• _PAGE EXTRACT_
⟨

In [4]:
import nltk
import random
nltk.download('reuters')
nltk.download('punkt')
from nltk.corpus import reuters
from nltk.tokenize import word_tokenize
from nltk import bigrams, FreqDist, ConditionalFreqDist
from nltk.stem import PorterStemmer, WordNetLemmatizer


[nltk_data] Downloading package reuters to
[nltk_data]     C:\Users\praka\AppData\Roaming\nltk_data...
[nltk_data]   Package reuters is already up-to-date!
[nltk_data] Downloading package punkt to
[nltk_data]     C:\Users\praka\AppData\Roaming\nltk_data...
[nltk_data]   Package punkt is already up-to-date!


A) Search for a fitting open-source dataset or document collection for analyzing the impact of stemming on an inverted index.

Using dataset available from nltk reuters for the assignment.
Reuters provides corpus of text documents which can be used to experiment stemming and build inverted index

B) a) Create a Python function that applies stemming to a set of words from the chosen dataset. Provide examples before and after stemming. Discuss how stemming impacts the construction of an inverted index.

In [5]:
filenames = reuters.fileids()

In [6]:
# Sample view of data
top_10_documents = filenames[0:10]
for filename in top_10_documents:
    sample_document = reuters.raw(filename)
    print(sample_document)
    print('\n')

ASIAN EXPORTERS FEAR DAMAGE FROM U.S.-JAPAN RIFT
  Mounting trade friction between the
  U.S. And Japan has raised fears among many of Asia's exporting
  nations that the row could inflict far-reaching economic
  damage, businessmen and officials said.

⟩

• _WHAT IS NEEDED_
Reproduce, word for word, the part of the NLTK stemming notebook that opens with the words containing "A) Search for" and closes with "for the assignment.".

• _PROVIDED DATA_
⟨

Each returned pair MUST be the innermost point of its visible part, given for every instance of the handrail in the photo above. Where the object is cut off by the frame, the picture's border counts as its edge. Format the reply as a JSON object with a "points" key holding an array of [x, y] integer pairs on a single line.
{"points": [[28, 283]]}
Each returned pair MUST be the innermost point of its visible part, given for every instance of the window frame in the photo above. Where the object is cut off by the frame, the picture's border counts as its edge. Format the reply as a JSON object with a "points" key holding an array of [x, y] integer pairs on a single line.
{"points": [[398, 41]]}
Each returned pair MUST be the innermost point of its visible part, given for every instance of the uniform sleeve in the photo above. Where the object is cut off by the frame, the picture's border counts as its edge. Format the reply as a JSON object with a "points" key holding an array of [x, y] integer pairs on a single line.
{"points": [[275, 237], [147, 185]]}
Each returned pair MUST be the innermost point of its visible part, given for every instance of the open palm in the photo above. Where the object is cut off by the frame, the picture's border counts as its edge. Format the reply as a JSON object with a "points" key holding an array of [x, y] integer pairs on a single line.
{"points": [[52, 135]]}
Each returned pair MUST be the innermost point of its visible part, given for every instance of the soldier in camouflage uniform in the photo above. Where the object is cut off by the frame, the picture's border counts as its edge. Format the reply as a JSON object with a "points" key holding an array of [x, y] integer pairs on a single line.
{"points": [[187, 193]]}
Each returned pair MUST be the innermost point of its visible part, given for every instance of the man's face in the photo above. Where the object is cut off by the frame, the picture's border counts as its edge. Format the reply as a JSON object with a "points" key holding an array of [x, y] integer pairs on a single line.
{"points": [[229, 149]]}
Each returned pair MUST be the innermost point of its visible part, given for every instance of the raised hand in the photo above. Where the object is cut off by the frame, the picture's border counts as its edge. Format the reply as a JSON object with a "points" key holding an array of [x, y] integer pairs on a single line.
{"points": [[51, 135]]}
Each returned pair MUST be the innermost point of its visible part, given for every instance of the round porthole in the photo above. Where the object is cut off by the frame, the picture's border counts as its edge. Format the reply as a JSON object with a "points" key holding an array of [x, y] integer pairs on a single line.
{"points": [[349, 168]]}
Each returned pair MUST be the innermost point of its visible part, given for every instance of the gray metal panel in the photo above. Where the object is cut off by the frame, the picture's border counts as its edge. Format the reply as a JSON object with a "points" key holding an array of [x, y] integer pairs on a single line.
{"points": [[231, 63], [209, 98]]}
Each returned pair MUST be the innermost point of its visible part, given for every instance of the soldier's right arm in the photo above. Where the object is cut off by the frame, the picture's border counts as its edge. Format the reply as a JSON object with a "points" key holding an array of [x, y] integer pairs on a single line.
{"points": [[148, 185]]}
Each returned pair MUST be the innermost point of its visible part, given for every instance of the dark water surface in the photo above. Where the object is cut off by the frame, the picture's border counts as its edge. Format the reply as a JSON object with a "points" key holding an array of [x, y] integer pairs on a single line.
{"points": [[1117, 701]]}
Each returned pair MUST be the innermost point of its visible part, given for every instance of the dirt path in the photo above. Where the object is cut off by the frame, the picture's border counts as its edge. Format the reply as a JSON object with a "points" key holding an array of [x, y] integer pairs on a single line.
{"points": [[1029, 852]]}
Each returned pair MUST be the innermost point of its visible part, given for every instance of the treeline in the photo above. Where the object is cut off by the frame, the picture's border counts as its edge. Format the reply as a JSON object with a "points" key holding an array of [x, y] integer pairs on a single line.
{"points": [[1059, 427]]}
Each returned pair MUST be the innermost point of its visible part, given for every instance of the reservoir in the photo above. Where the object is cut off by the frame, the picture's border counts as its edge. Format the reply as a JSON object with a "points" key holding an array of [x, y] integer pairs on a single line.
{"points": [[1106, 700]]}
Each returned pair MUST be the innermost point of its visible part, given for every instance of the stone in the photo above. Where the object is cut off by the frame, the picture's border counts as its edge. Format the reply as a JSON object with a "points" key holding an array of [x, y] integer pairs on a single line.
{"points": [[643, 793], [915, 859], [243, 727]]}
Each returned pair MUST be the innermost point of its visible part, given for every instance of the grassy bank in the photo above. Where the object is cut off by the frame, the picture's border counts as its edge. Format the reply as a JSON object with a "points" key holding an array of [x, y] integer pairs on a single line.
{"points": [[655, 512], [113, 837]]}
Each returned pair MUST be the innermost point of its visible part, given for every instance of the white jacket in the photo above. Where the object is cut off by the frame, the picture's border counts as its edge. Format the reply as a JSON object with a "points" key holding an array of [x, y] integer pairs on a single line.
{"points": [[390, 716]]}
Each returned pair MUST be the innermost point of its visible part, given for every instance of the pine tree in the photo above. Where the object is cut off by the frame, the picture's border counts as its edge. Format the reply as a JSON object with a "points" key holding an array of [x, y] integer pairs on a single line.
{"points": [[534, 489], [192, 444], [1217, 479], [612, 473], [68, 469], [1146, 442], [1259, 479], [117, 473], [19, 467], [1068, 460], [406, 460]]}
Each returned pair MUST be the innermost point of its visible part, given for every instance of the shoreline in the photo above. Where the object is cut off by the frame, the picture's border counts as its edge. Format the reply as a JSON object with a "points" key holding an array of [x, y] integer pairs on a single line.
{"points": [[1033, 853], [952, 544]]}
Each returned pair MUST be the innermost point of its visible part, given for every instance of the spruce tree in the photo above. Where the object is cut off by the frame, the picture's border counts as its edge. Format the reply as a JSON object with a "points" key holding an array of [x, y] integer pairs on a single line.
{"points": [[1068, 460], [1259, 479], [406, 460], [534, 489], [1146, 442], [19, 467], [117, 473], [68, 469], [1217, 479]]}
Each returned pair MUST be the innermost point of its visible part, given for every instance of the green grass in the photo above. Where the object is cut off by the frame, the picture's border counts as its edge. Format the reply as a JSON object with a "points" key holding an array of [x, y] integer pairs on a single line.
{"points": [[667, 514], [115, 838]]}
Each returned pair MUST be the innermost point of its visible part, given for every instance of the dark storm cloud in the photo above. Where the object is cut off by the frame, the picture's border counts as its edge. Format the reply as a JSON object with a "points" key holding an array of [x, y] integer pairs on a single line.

⟩

• _EXERCISE RESULT_
A) Search for a fitting open-source dataset or document collection for analyzing the impact of stemming on an inverted index.

Using dataset available from nltk reuters for the assignment.